Exercise brief: An exact transcript of all the records is required, with nothing left out.

START Dataset

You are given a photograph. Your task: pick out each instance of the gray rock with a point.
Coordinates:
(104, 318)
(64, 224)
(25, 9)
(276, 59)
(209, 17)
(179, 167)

END Dataset

Response to this task:
You are given a photograph. Your task: pick out each instance of the gray rock with a point.
Coordinates:
(104, 318)
(64, 224)
(25, 9)
(276, 59)
(209, 17)
(179, 167)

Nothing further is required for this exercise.